**What you should do:** Copy out, word for word, the lines in the entries below, starting with the line containing "the woman's ear" and continuing through the last line of the entries.
— Begin Supplied entries —
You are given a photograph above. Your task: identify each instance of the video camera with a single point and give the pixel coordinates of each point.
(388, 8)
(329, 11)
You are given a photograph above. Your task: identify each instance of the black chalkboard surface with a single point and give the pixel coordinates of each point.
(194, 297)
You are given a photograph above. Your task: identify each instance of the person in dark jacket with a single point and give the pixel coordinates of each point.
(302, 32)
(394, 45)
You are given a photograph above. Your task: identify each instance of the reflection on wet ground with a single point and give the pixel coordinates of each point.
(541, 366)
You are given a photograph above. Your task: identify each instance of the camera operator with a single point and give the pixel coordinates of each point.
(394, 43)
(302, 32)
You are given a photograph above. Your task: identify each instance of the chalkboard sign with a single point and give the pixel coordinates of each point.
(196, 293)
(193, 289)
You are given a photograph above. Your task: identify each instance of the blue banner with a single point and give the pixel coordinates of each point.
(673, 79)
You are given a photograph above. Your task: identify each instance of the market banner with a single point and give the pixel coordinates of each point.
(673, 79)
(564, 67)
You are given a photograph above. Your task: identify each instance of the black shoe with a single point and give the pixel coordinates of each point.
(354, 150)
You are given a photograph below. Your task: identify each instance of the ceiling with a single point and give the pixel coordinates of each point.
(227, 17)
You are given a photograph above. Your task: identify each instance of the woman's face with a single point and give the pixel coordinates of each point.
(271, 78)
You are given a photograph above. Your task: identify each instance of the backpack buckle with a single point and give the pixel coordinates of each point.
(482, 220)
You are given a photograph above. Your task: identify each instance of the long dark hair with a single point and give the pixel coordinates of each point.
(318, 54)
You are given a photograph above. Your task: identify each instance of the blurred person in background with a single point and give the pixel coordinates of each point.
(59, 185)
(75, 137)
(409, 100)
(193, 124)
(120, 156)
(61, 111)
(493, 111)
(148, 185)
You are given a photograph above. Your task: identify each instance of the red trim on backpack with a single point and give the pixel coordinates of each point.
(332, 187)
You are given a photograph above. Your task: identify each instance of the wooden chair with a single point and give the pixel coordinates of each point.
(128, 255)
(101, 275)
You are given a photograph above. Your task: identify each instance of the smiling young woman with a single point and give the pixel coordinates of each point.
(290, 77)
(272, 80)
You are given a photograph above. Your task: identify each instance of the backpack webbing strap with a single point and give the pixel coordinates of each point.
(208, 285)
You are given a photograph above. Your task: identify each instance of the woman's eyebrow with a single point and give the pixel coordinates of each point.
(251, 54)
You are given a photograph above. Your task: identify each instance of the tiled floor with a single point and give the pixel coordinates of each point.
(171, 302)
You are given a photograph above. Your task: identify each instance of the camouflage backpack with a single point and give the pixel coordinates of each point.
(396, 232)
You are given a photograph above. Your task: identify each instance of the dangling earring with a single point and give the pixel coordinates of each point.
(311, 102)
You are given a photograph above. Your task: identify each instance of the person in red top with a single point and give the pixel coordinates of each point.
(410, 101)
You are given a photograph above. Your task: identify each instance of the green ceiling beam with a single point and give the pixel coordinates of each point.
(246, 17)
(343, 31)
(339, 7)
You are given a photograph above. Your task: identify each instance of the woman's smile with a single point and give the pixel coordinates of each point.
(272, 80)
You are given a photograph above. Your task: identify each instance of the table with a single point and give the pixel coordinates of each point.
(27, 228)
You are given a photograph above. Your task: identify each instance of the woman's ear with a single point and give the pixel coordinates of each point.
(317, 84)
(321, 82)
— End Supplied entries —
**Output:**
You are given a photograph above. Your task: identify each instance of the woman's ear with a single point and give the pixel coordinates of each point.
(317, 84)
(321, 82)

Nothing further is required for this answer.